DOCUMENT SEGMENT:
_____
Wednesday, May 10, 2017

OER and Total Cost of Attendance


We’ve all had colleagues who tended towards conspiracy theories.  At a previous job, I pranked one once by leaving a folder on my desk labeled “My Top Secret Plans for World Domination, Part One.”  It was empty.

This is about as close as I get to real conspiring.  But I’ve come up with a...let’s call it “plan”...that might actually make a difference.

We don’t have free community college yet in New Jersey.  The original funding model was an even three-way split in costs among the state, the county, and the students; at this point, though, students pick up 57% of the cost, and their share is growing.  Nobody wants to raise tuition, for obvious reasons, but it’s also unrealistic to fund ever-more-expensive health insurance when every revenue stream is either flat or declining.  The math doesn’t work.  So there’s a premium, no pun intended, on ways to find revenue that aren’t so painful.
_____
DATA SECTION:

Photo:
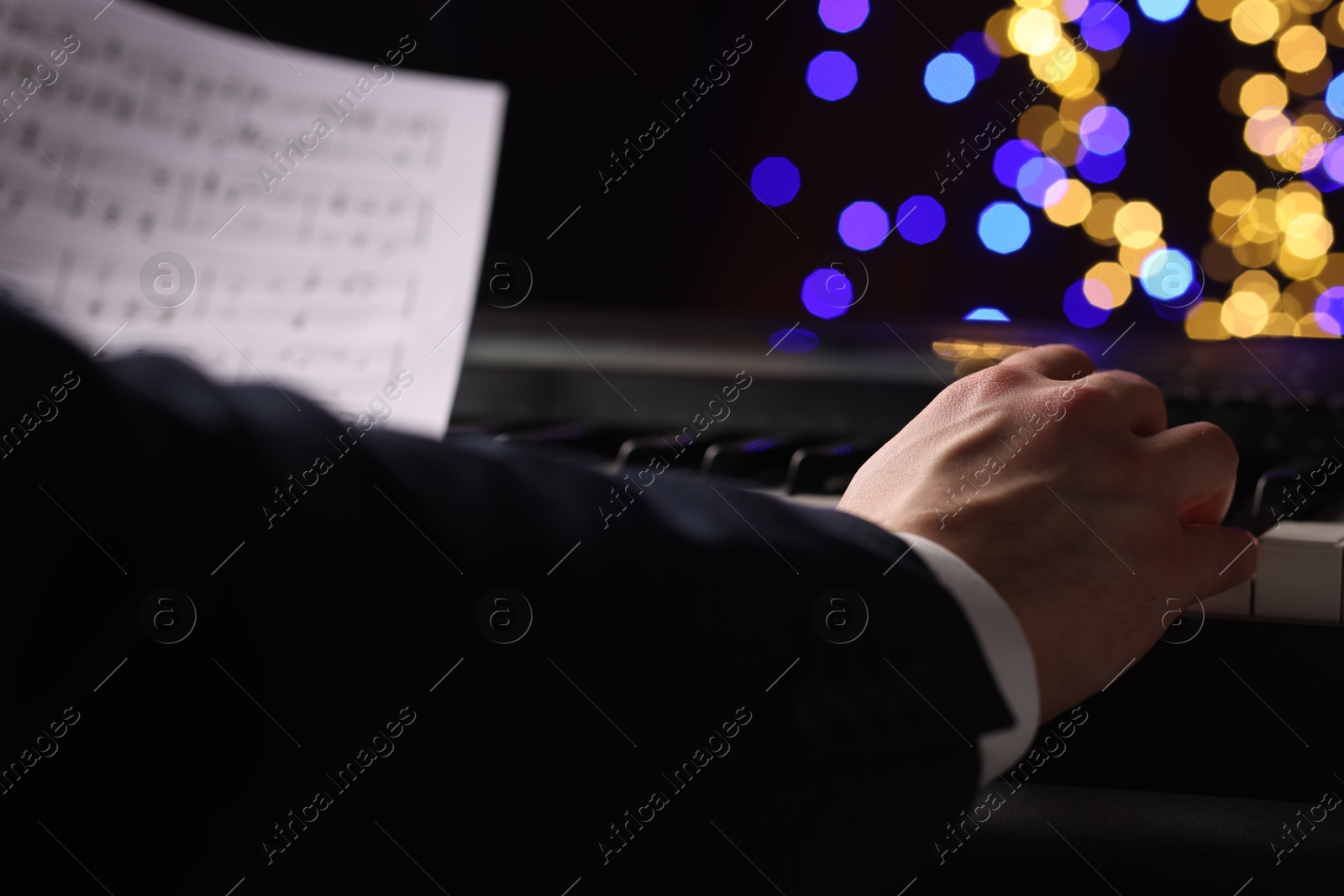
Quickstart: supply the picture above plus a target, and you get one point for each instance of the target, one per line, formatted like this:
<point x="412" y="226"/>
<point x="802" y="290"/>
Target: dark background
_____
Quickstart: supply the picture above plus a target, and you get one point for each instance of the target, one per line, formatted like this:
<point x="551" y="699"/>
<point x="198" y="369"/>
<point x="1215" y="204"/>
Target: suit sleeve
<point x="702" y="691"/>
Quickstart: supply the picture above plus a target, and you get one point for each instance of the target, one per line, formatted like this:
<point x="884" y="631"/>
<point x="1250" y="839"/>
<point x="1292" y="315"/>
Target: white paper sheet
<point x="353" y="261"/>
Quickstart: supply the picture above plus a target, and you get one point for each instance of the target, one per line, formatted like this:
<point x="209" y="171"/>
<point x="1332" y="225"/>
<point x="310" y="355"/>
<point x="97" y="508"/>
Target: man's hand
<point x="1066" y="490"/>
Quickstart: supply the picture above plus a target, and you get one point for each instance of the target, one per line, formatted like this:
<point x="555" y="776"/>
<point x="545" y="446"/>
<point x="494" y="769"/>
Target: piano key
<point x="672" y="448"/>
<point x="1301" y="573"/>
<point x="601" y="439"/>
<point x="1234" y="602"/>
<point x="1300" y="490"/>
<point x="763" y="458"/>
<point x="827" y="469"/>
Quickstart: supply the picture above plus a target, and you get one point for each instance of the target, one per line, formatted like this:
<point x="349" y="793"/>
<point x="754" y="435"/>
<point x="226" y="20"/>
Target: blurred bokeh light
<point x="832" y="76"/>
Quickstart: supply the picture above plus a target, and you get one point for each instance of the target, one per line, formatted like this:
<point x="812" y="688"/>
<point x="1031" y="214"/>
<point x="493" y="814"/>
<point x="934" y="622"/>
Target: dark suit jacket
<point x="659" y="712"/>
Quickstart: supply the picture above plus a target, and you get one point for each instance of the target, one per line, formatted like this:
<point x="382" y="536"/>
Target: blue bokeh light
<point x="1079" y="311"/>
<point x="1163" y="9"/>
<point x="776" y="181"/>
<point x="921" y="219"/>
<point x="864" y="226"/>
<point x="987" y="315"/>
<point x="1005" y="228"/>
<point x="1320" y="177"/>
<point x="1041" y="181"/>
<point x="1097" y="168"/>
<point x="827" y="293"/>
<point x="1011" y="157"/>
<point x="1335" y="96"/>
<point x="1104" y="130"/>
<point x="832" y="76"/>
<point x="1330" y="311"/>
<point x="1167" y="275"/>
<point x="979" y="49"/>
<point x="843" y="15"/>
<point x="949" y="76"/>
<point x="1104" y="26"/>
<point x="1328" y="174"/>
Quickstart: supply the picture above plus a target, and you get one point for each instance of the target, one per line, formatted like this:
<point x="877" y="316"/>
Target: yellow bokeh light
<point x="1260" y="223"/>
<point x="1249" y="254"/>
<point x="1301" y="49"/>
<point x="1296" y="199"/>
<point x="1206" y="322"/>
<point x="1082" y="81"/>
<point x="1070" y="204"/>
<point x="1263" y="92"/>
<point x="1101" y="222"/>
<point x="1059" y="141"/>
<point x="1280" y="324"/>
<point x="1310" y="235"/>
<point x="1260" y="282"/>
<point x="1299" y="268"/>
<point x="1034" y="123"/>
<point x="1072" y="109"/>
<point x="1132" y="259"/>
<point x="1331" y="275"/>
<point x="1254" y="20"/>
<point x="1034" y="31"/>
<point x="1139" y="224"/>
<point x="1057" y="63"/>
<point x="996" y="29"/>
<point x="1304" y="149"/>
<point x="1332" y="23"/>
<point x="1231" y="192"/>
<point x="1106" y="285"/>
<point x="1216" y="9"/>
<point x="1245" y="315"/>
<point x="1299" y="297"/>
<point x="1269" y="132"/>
_____
STATED GOAL 1: Can you transcribe the passage of the blog post from "We’ve all had" to "make a difference."?
STATED GOAL 2:
Do the following statements agree with the blog post? Answer yes or no for each and quote the words of the post that decide it.
(a) Students now cover 57% of the cost.
(b) New Jersey already offers free community college.
(c) The folder left on the desk held plans.

FULL ANSWER 1:
We’ve all had colleagues who tended towards conspiracy theories.  At a previous job, I pranked one once by leaving a folder on my desk labeled “My Top Secret Plans for World Domination, Part One.”  It was empty.

This is about as close as I get to real conspiring.  But I’ve come up with a...let’s call it “plan”...that might actually make a difference.

FULL ANSWER 2:
(a) Yes: "students pick up 57% of the cost"
(b) No: "We don’t have free community college yet in New Jersey."
(c) No: "It was empty."